[START OF ENTRIES SHOWN]
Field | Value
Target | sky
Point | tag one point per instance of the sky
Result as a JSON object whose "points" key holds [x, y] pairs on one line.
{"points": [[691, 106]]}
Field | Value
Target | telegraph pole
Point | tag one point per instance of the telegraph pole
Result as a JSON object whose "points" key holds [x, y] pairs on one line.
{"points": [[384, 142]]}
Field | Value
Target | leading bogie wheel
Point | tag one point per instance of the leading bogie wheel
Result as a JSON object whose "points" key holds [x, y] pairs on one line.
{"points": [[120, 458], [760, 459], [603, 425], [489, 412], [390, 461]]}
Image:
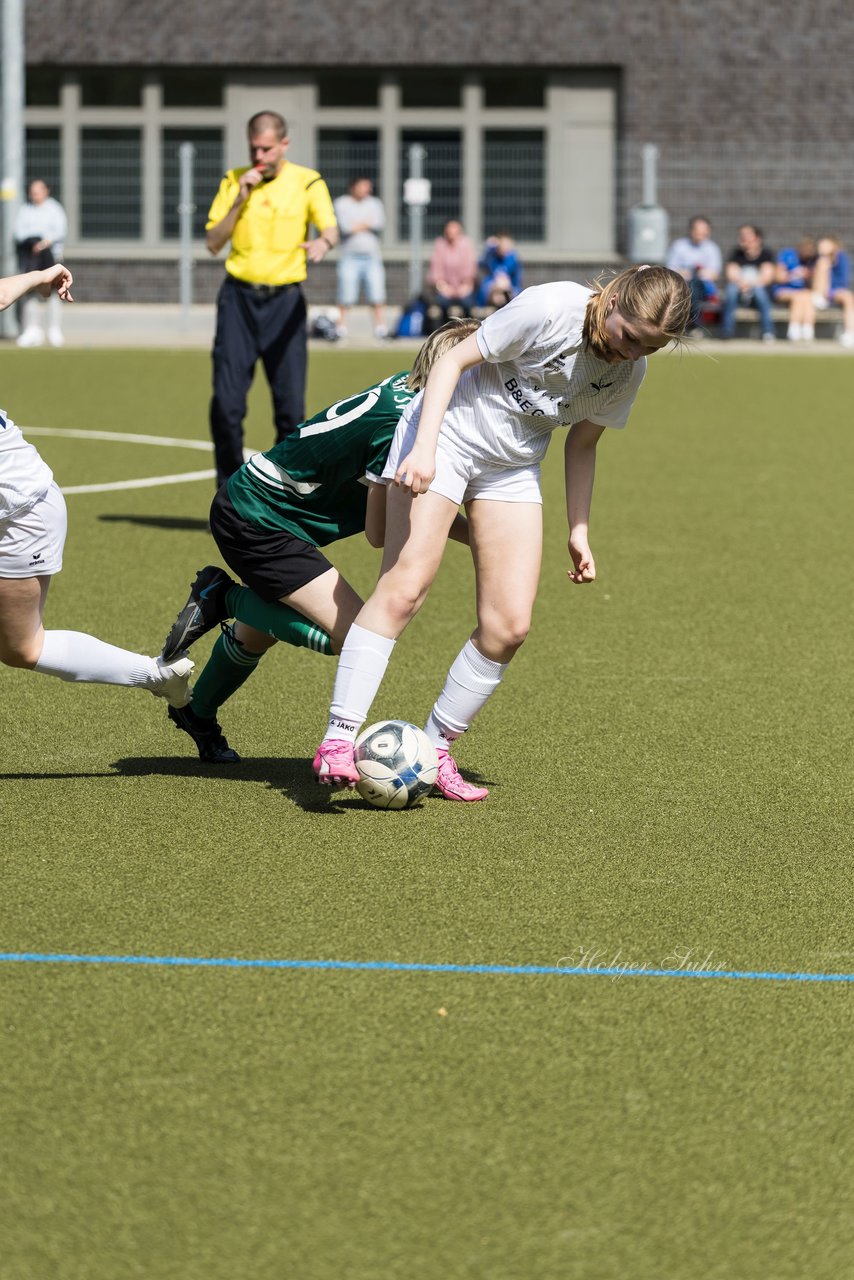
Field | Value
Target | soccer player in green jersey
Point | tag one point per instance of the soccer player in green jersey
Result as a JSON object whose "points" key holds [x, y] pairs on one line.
{"points": [[269, 520]]}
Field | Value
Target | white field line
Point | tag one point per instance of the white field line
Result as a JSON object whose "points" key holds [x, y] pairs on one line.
{"points": [[146, 483], [128, 438], [78, 434]]}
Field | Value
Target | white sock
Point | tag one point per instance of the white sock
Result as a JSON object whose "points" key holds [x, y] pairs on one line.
{"points": [[471, 681], [76, 656], [361, 666]]}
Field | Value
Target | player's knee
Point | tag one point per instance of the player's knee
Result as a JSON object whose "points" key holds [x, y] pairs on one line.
{"points": [[506, 632], [23, 654]]}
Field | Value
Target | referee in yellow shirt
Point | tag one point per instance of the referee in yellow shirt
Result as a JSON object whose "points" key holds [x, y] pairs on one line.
{"points": [[265, 210]]}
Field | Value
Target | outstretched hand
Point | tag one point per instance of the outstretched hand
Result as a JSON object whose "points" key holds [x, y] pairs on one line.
{"points": [[416, 471], [583, 565], [56, 278]]}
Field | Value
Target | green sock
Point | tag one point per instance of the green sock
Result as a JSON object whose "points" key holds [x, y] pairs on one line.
{"points": [[275, 620], [227, 668]]}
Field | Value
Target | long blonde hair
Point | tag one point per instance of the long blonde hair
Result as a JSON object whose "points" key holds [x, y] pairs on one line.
{"points": [[443, 338], [653, 295]]}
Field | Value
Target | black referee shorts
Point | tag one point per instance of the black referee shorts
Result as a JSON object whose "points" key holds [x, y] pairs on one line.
{"points": [[270, 561]]}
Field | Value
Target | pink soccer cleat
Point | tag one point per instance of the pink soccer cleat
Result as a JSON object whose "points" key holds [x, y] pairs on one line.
{"points": [[333, 764], [452, 785]]}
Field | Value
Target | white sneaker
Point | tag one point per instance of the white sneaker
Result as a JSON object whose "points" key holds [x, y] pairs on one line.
{"points": [[173, 681], [30, 338]]}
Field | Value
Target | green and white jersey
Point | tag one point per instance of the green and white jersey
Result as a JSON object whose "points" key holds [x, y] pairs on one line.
{"points": [[314, 484]]}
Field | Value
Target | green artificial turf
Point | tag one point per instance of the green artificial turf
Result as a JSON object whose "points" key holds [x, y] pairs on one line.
{"points": [[670, 760]]}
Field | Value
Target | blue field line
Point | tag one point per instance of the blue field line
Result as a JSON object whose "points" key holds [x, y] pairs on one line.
{"points": [[508, 970]]}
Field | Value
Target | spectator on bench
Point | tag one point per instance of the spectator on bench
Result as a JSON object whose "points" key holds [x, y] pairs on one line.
{"points": [[832, 284], [452, 275], [749, 275], [794, 275], [699, 261], [502, 272]]}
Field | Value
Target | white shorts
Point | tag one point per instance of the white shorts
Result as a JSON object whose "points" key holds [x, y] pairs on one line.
{"points": [[461, 476], [31, 543]]}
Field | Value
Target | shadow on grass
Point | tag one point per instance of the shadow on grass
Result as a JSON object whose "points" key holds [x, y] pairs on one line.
{"points": [[292, 777], [186, 522]]}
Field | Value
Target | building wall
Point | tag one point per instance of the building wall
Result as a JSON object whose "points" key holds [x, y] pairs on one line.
{"points": [[753, 117]]}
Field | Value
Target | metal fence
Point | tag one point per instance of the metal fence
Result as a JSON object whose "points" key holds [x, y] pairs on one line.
{"points": [[788, 191], [42, 160], [347, 154]]}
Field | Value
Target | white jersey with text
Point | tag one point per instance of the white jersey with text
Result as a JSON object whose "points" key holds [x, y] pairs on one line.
{"points": [[24, 476], [537, 375]]}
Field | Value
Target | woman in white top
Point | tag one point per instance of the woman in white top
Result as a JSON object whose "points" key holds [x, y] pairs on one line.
{"points": [[40, 233], [32, 535], [558, 355]]}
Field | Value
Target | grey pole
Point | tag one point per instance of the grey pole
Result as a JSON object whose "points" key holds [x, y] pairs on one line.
{"points": [[186, 210], [416, 208], [649, 160], [12, 158]]}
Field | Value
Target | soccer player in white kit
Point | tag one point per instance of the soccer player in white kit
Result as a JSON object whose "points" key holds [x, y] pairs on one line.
{"points": [[558, 355], [32, 535]]}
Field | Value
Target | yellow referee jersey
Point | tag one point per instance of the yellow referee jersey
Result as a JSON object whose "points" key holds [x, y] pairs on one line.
{"points": [[273, 223]]}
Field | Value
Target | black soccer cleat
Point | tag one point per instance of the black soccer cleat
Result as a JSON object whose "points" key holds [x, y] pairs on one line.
{"points": [[202, 611], [208, 736]]}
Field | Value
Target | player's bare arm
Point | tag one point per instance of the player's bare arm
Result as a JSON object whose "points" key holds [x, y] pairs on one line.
{"points": [[418, 467], [579, 457], [54, 278]]}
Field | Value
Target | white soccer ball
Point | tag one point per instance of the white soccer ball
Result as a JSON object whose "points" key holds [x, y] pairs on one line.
{"points": [[396, 762]]}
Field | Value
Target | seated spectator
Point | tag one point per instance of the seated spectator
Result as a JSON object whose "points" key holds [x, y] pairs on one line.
{"points": [[832, 283], [749, 275], [502, 272], [794, 274], [699, 261], [452, 274]]}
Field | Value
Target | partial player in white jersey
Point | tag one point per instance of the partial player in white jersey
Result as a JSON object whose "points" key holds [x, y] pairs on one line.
{"points": [[557, 356], [32, 535]]}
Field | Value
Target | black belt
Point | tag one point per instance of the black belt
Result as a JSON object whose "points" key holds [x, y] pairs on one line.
{"points": [[264, 291]]}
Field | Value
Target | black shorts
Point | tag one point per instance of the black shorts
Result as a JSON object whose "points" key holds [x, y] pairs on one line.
{"points": [[270, 561]]}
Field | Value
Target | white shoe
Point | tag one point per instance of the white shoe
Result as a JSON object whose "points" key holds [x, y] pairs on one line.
{"points": [[31, 338], [173, 681]]}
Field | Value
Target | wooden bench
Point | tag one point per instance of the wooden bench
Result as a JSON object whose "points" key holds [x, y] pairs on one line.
{"points": [[747, 320]]}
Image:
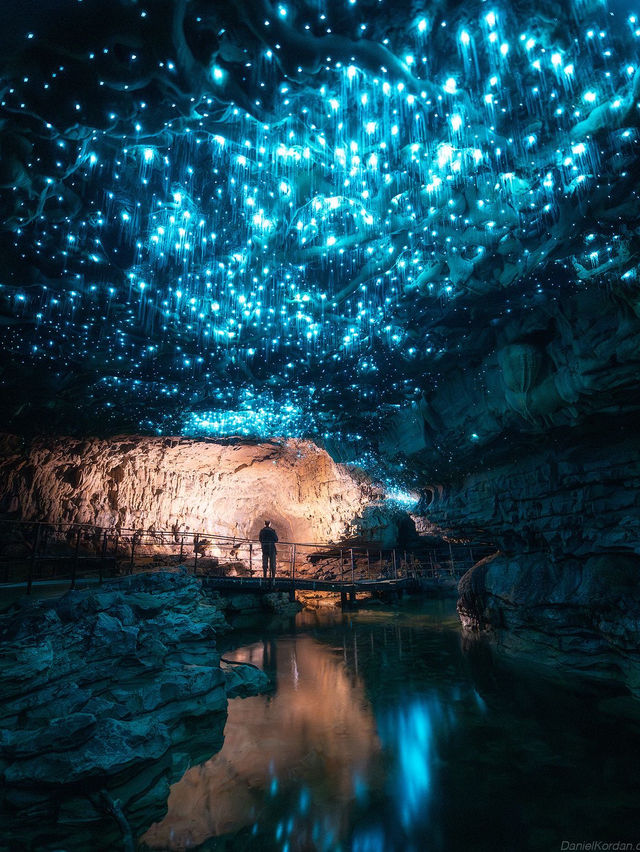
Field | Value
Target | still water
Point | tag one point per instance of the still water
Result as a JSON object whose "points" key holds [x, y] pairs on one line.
{"points": [[384, 731]]}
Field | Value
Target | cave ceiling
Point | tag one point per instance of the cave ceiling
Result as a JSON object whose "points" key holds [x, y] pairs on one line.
{"points": [[291, 218]]}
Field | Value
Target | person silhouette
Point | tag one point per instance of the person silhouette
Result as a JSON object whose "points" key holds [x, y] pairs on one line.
{"points": [[268, 538]]}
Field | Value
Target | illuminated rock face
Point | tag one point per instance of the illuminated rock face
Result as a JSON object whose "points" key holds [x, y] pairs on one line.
{"points": [[226, 487]]}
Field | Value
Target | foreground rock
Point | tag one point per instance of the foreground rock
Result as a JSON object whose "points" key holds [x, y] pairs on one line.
{"points": [[107, 698], [583, 615], [566, 587]]}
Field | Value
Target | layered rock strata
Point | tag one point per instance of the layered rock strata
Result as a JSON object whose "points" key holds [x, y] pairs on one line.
{"points": [[225, 487], [565, 586], [108, 697]]}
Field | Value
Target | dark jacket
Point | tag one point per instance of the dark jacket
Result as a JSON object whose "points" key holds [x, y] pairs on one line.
{"points": [[268, 538]]}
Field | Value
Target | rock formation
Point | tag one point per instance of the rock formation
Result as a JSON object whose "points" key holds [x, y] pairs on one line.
{"points": [[107, 698], [224, 487], [565, 587]]}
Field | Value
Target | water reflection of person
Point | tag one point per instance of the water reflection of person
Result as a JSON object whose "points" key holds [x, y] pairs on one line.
{"points": [[268, 537]]}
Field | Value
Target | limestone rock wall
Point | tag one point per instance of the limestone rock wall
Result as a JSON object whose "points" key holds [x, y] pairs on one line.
{"points": [[225, 488], [565, 588]]}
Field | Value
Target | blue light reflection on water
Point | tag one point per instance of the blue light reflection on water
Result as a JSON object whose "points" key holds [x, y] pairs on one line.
{"points": [[389, 738], [408, 732]]}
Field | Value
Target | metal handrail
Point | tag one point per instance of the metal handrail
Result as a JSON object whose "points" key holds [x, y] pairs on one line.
{"points": [[339, 562]]}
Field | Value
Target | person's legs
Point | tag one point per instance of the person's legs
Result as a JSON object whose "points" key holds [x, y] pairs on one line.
{"points": [[272, 559]]}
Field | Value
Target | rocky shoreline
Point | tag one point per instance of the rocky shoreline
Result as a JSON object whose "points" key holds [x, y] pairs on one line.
{"points": [[108, 697], [578, 615]]}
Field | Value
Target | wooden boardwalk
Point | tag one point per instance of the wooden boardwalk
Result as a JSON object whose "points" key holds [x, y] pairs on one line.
{"points": [[307, 584]]}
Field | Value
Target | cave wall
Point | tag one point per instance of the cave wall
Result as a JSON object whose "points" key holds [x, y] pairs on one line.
{"points": [[564, 588], [226, 488]]}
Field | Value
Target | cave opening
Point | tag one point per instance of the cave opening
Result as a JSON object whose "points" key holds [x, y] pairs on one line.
{"points": [[369, 271]]}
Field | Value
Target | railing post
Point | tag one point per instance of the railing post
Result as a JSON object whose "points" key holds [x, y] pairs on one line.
{"points": [[76, 556], [34, 556], [292, 593]]}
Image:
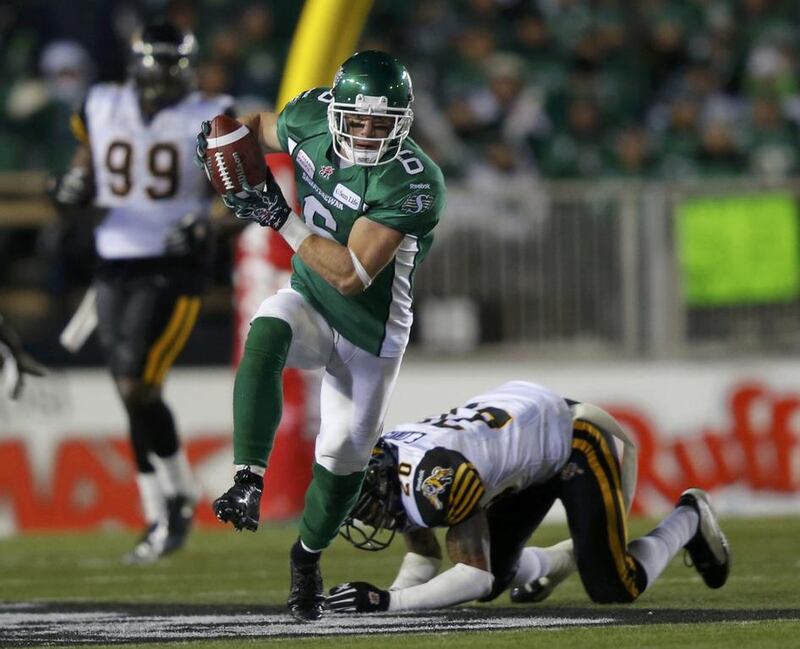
[END OF ENTRIES SHOWN]
#### REQUIREMENT
Please state how many lines in the data above contain the string "jersey", giving only the number. Case counts.

#### WORKED SOLUTION
10